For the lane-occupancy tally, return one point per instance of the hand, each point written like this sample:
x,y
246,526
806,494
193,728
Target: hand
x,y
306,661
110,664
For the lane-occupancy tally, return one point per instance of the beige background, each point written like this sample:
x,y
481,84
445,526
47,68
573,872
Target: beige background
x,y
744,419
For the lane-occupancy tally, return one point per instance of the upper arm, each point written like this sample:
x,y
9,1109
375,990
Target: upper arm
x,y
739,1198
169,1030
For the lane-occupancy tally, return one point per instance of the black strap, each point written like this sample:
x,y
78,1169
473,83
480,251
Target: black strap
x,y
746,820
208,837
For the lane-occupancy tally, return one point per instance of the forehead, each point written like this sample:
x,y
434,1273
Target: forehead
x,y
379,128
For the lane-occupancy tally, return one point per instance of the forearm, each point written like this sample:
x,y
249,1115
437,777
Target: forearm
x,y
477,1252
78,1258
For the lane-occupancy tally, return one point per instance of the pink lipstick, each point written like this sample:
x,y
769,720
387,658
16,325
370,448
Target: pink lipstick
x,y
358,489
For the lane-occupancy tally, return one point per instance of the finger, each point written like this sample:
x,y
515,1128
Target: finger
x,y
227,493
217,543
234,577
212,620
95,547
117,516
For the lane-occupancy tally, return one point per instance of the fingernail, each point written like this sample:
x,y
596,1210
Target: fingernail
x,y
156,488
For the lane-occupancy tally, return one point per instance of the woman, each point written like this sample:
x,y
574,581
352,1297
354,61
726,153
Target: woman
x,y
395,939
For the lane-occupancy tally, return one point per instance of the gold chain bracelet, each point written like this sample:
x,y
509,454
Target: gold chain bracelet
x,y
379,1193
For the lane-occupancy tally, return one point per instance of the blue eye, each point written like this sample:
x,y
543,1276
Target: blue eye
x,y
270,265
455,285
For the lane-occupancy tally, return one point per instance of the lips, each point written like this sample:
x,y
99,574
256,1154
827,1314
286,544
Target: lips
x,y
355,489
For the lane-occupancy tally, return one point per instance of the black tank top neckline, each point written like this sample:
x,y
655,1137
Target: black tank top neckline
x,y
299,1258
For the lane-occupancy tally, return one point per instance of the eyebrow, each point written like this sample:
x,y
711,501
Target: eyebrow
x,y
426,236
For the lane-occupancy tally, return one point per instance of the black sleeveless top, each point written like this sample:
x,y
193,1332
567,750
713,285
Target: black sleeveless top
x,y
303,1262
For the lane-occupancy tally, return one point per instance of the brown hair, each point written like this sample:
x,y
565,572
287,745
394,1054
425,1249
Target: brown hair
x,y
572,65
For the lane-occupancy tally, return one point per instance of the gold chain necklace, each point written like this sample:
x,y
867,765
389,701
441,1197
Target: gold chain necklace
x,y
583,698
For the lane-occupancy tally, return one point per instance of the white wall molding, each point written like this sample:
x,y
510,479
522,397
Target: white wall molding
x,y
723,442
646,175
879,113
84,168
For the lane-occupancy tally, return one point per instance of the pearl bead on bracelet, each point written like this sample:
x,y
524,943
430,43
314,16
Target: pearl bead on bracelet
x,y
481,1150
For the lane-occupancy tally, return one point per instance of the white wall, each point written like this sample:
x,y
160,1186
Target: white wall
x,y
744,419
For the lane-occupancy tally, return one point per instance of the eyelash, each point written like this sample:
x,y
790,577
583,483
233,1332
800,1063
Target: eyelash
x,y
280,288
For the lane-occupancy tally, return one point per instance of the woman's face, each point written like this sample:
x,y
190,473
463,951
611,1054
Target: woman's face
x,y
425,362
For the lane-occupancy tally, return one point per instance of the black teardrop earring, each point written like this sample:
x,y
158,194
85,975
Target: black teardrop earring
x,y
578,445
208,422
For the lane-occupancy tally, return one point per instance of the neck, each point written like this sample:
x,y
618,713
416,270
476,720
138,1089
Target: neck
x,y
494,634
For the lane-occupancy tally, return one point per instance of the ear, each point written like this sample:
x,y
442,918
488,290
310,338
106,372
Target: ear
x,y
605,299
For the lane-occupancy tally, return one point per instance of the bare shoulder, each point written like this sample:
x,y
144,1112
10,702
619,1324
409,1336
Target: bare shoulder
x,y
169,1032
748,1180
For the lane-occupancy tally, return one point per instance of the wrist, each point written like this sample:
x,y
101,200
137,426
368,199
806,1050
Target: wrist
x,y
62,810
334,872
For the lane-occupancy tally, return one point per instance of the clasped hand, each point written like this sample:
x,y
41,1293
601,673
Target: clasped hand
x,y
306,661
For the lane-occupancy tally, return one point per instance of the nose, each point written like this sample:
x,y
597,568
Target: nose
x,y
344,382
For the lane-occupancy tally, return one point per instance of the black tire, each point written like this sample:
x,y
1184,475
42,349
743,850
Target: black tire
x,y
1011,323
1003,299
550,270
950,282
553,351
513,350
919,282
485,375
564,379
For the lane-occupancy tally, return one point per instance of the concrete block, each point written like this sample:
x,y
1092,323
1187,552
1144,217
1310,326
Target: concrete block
·····
#### Problem
Each entry above should be repeated exactly, with no line left out.

#### Your solution
For the lane-occupancy tally, return one point per instance of the hand, each point written like this sample:
x,y
246,526
806,494
193,728
Target: hand
x,y
306,661
110,664
For the lane-occupancy tally, return one point per instance of the beige background, each point written like this sample:
x,y
481,84
445,526
47,68
573,872
Target: beige background
x,y
744,419
For the lane-occupancy tally, return one point per instance of the upper arm, each point written like this sample:
x,y
9,1109
375,990
Target: upper arm
x,y
739,1198
169,1030
For the lane-occupancy tally, return one point per instance of the black strap, each point written like this sample:
x,y
78,1169
473,83
480,251
Target: black strap
x,y
746,820
208,837
For the lane-occupancy tally, return one point per instance of the forehead, each point written like this sample:
x,y
434,1273
Target: forehead
x,y
379,128
For the lane-occupancy tally, return one point per instance of the forearm, each point written like this sample:
x,y
249,1115
437,777
Target: forearm
x,y
477,1252
78,1258
For the lane-occupancy tally, return one point per instance of the pink lipstick, each point written like this sample:
x,y
769,720
387,658
16,325
370,448
Target: pink lipstick
x,y
358,489
For the lane-occupancy tally, return one point per instance of the finger, each point written like this sample:
x,y
515,1128
Target: finger
x,y
227,493
217,543
234,577
212,620
95,547
117,516
For the lane-occupancy tally, return one point per instance of the fingernail, each point written like this sample:
x,y
596,1210
Target: fingernail
x,y
156,488
For the lane-occupancy tally, return one point per instance of the woman, each point written like this sample:
x,y
574,581
352,1297
354,61
726,153
Target: woman
x,y
395,939
For the lane-occupancy tally, return one point per instance of the gold chain bracelet, each point written like this sample:
x,y
509,454
Target: gold chain bracelet
x,y
379,1193
For the lane-occupancy tally, return one point per instance of the blue eye, each point written like this sample:
x,y
543,1276
Target: blue eye
x,y
270,265
455,285
For the lane-occupancy tally, return one point per instance of the lips, each point written like this sample:
x,y
99,574
256,1154
827,1314
286,544
Target: lips
x,y
355,489
For the lane-occupancy tally, return one point per instance of the black tank top neckline, each point written like this sample:
x,y
655,1137
Target: black tank top neckline
x,y
299,1258
For the lane-occupancy tally, return one point per instance of the eyebrow, each point written like this sample:
x,y
711,501
Target: eyebrow
x,y
426,236
For the lane-occupancy tally, return one point per instance of the black sleeveless top, each point written like this sample:
x,y
193,1332
567,750
713,285
Target: black sleeveless top
x,y
303,1262
For the lane-occupancy tally, return one point per instance of the brown hair, each point written like this sample:
x,y
565,572
287,745
394,1054
425,1249
Target: brown hair
x,y
572,65
For the lane-occupancy tally, return one point per instance of the gold chain necklace, each point written like this sample:
x,y
867,765
389,701
441,1197
Target: gold chain necklace
x,y
583,698
For the lane-occupancy tally, return one point per instance of the white wall molding, each point written like this sample:
x,y
510,479
522,397
Target: white wall molding
x,y
723,442
646,175
879,113
84,168
For the lane-occupancy tally, return one point per instance of the pearl bead on bracelet, each point written like this sample:
x,y
524,943
430,43
314,16
Target: pearl bead on bracelet
x,y
481,1150
For the lane-occupancy tally, return one point per instance of the white wall, each point written like this sample:
x,y
160,1186
Target: white wall
x,y
744,419
For the lane-occupancy tally, return one point per instance of the eyelash, each point written like this sample:
x,y
790,577
583,483
233,1332
800,1063
Target: eyelash
x,y
280,288
For the lane-occupancy tally, return one point per instance of the woman's face, each point written like this sample:
x,y
190,473
463,951
611,1054
Target: woman's face
x,y
425,362
For the lane-occupancy tally, return one point per instance of the black teardrop earring, each point written like this sample:
x,y
158,194
85,975
Target: black teardrop earring
x,y
578,445
208,422
For the lane-occupancy tally, return one point per instance of the neck, each point written like this sample:
x,y
618,713
416,270
476,720
138,1089
Target: neck
x,y
494,634
For the lane-occupancy tally, return one point per instance of the ear, each point written like this sample:
x,y
442,918
488,290
310,338
106,372
Target: ear
x,y
605,299
For the lane-occupancy tally, return one point per instance of the bare shoulder, each point written like this sample:
x,y
144,1112
10,702
619,1324
409,1336
Target: bare shoulder
x,y
169,1032
748,1180
For the lane-occupancy tally, return one point per instance of the wrist, each point written like this sample:
x,y
101,200
137,426
368,199
806,1050
Target: wrist
x,y
62,810
334,872
For the lane-occupancy tally, return one point per instance of the clasped hand, each point written like this sample:
x,y
41,1293
601,673
Target: clasped hand
x,y
306,661
For the lane-occupancy tally, return one point per instance of the nose, each point written like this sample:
x,y
597,568
Target: nose
x,y
344,382
For the lane-occupancy tally, return one point per instance of the black tire, each point written like this sample:
x,y
1184,475
42,349
743,850
Target: black tire
x,y
1011,323
1003,299
550,270
950,282
553,351
513,350
919,282
485,375
564,379
For the lane-occupancy tally, return one point per instance of the concrete block, each point written like this sample:
x,y
1092,323
1187,552
1144,217
1310,326
Target: concrete block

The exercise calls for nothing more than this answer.